GIVEN INFORMATION:
○ ○ ○

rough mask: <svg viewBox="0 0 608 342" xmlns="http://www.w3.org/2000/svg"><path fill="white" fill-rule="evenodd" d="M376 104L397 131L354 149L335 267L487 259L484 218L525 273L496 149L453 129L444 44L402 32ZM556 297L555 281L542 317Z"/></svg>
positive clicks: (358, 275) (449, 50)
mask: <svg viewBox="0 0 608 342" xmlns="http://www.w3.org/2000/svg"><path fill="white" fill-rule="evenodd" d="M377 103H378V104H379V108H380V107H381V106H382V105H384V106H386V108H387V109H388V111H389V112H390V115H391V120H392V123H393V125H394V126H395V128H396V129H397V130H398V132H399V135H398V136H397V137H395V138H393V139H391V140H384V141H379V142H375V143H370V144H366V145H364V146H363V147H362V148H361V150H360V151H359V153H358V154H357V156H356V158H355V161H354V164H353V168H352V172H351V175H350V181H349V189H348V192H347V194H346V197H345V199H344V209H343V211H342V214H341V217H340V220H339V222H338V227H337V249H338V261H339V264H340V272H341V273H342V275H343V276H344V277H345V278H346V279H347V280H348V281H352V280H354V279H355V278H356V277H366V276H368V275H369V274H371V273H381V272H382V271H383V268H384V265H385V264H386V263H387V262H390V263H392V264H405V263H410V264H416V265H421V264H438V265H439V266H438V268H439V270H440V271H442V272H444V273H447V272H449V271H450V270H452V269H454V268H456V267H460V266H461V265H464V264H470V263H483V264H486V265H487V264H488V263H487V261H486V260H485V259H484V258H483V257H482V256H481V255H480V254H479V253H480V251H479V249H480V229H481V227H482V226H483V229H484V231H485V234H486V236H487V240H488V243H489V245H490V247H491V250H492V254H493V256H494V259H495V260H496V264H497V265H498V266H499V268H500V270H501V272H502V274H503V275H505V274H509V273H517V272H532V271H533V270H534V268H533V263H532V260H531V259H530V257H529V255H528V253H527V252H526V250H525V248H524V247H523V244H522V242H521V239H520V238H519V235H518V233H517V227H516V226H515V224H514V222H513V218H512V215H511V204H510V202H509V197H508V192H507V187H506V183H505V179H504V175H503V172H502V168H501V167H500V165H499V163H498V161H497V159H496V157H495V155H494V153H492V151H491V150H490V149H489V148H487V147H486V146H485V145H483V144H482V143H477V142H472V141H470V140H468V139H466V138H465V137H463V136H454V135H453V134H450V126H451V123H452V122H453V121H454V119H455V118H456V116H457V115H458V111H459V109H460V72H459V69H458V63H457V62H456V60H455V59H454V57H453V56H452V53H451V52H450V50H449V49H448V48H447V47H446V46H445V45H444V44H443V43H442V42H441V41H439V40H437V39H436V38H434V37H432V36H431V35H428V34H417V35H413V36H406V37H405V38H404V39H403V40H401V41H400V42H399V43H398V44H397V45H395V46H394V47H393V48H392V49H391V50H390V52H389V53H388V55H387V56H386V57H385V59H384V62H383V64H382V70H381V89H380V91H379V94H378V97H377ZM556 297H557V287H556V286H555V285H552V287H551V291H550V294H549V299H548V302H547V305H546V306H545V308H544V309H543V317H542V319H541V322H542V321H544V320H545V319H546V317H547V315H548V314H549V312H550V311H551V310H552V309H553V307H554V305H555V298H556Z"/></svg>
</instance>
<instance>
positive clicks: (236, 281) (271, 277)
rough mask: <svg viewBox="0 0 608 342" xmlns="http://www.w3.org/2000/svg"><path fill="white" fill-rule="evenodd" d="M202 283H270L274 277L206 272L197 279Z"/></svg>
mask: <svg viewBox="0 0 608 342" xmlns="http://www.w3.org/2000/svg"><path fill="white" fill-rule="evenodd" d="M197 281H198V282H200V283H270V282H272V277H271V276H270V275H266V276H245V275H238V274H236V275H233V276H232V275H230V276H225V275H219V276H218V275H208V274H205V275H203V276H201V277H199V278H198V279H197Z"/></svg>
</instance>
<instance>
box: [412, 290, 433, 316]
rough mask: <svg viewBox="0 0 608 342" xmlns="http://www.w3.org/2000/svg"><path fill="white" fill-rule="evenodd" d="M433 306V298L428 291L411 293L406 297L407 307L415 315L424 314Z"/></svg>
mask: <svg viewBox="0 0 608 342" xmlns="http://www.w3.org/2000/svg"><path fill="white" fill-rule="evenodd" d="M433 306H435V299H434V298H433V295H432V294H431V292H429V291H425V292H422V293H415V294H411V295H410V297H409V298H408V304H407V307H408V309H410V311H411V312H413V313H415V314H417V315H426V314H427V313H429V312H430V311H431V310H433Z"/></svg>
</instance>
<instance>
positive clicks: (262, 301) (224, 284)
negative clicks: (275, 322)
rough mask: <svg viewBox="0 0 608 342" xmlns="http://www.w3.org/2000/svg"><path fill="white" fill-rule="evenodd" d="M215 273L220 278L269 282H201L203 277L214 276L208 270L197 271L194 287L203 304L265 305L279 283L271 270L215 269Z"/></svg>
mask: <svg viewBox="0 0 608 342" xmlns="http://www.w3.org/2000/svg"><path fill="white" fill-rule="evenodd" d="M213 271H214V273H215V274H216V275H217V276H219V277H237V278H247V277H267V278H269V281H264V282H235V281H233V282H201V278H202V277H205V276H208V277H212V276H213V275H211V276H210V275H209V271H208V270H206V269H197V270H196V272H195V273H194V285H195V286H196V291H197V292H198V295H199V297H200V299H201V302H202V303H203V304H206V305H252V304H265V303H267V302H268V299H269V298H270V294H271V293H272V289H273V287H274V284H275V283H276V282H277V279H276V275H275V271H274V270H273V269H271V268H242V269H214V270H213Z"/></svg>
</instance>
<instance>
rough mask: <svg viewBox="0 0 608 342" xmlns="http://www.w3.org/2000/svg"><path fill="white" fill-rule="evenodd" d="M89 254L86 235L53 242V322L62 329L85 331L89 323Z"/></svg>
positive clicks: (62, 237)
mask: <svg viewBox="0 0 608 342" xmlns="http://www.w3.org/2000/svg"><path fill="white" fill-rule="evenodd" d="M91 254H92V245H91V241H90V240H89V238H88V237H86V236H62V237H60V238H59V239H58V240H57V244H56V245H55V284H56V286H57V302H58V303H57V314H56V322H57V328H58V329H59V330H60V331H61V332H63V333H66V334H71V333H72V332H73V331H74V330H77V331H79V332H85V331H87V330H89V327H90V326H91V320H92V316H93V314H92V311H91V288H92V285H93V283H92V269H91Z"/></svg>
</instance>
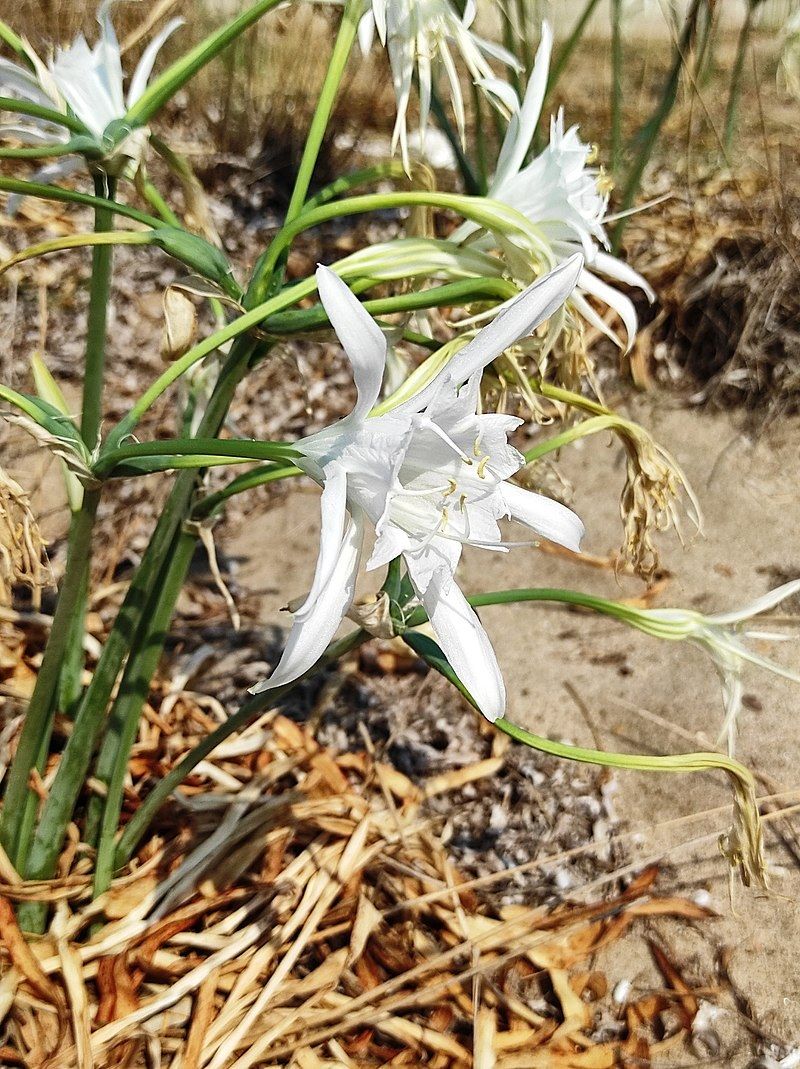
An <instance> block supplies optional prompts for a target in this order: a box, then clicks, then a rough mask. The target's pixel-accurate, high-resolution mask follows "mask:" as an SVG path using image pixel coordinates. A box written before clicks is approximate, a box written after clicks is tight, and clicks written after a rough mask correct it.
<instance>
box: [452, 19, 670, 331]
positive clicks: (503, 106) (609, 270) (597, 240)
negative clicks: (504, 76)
mask: <svg viewBox="0 0 800 1069" xmlns="http://www.w3.org/2000/svg"><path fill="white" fill-rule="evenodd" d="M552 45H553V35H552V31H551V29H550V27H549V26H548V24H547V22H544V24H543V25H542V36H541V43H540V45H539V48H538V50H537V53H536V60H535V63H534V69H533V72H532V74H530V79H529V81H528V84H527V89H526V91H525V97H524V99H523V102H522V104H520V102H519V98H518V97H517V94H516V93H514V91H513V90H512V89H511V87H510V86H509V84H508V83H507V82H504V81H502V80H499V79H497V78H492V79H487V80H484V81H483V82H482V87H483V89H486V90H487V92H489V93H490V94H492V95H493V96H495V97H496V98H497V99H498V100H499V102H501V103H502V105H503V107H504V108H505V109H507V110H509V111H510V112H511V121H510V123H509V125H508V130H507V131H506V136H505V138H504V140H503V144H502V146H501V151H499V156H498V157H497V167H496V170H495V173H494V176H493V177H492V181H491V182H490V184H489V191H488V196H489V197H490V198H492V200H496V201H501V202H502V203H504V204H507V205H509V206H510V207H513V208H516V210H517V211H518V212H520V213H521V214H522V215H524V216H525V217H526V218H527V219H528V220H529V221H530V222H532V223H534V226H535V227H536V228H537V229H538V231H539V232H540V234H541V235H542V236H543V237H544V239H545V241H547V243H548V244H549V246H550V248H551V249H552V252H553V255H554V258H555V261H556V262H559V261H561V260H564V259H566V258H568V257H570V255H572V254H574V253H575V252H576V251H581V252H582V253H583V255H584V258H585V260H586V265H585V266H584V269H583V270H582V272H581V277H580V279H579V282H578V289H576V291H575V293H574V294H573V295H572V297H571V305H572V307H573V308H574V309H575V310H576V311H579V312H580V314H581V315H582V316H583V317H584V319H585V320H586V321H587V322H588V323H590V324H591V325H593V326H595V327H597V329H599V330H601V331H602V332H603V334H604V335H606V336H607V337H610V338H611V339H612V340H613V341H614V342H615V343H616V344H617V345H619V346H620V348H622V347H625V348H630V346H631V345H632V344H633V339H634V338H635V335H636V328H637V321H636V311H635V308H634V307H633V303H632V301H631V300H630V299H629V298H628V297H627V296H626V295H625V294H624V293H620V292H619V290H617V289H616V288H615V286H613V285H611V284H610V283H609V282H606V281H604V280H603V279H602V278H599V277H598V276H599V275H602V276H605V278H609V279H612V280H613V281H617V282H625V283H626V284H628V285H632V286H635V288H637V289H640V290H642V291H644V293H645V294H646V295H647V298H648V299H649V300H653V299H655V294H653V292H652V290H651V289H650V286H649V284H648V283H647V281H646V280H645V279H644V278H643V277H642V276H641V275H640V274H639V273H637V272H635V270H633V268H632V267H629V266H628V264H626V263H624V261H621V260H619V259H617V258H616V257H614V255H612V254H611V253H610V252H607V251H606V250H607V248H609V238H607V235H606V233H605V227H604V223H605V221H606V219H607V217H606V207H607V203H609V187H607V182H606V180H605V179H604V175H603V173H602V170H600V169H599V168H596V167H591V166H589V164H590V160H591V157H593V155H594V150H593V149H591V148H590V146H589V145H587V144H585V143H584V142H583V141H581V139H580V137H579V136H578V127H576V126H571V127H570V128H569V129H566V130H565V126H564V111H563V110H559V112H558V114H557V115H554V117H553V118H552V119H551V123H550V142H549V144H548V145H547V148H545V149H544V150H543V151H542V152H541V153H539V155H538V156H536V157H535V159H533V160H532V161H530V162H529V164H527V165H526V164H525V158H526V156H527V154H528V151H529V149H530V144H532V142H533V139H534V134H535V131H536V127H537V124H538V122H539V118H540V115H541V108H542V104H543V102H544V94H545V91H547V84H548V72H549V67H550V56H551V50H552ZM476 230H477V228H476V226H475V224H474V223H464V224H463V226H462V227H460V228H459V230H457V231H456V233H455V234H453V235H451V239H452V241H457V242H463V241H466V238H467V237H470V236H471V235H472V234H474V233H475V231H476ZM478 244H479V245H480V246H488V245H491V244H492V238H491V236H490V235H487V236H486V237H481V238H480V241H479V243H478ZM586 295H589V296H593V297H596V298H597V299H599V300H601V301H602V303H603V304H605V305H607V306H609V307H610V308H613V309H614V311H615V312H616V313H617V314H618V315H619V317H620V320H621V321H622V324H624V326H625V329H626V334H627V344H626V345H622V342H621V341H620V339H619V338H618V337H617V335H616V334H615V331H613V330H612V329H611V328H610V327H609V325H607V324H606V323H605V322H604V320H603V319H602V317H601V316H600V315H599V314H598V313H597V311H596V310H595V309H594V308H593V307H591V305H590V304H589V301H588V300H587V299H586Z"/></svg>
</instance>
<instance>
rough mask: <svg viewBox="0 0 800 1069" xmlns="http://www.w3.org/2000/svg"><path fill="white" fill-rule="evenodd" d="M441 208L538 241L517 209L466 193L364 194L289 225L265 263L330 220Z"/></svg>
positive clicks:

○ ○ ○

WHAT IS BEING ASKED:
Extract from the listing above the lines between the line containing "box: [452, 19, 670, 331]" and the line containing "positive clicks: (503, 106)", keeping both of those lines. Output nothing else.

OUTPUT FOR THIS EXERCISE:
box: [452, 19, 670, 331]
positive clicks: (503, 106) (609, 270) (597, 240)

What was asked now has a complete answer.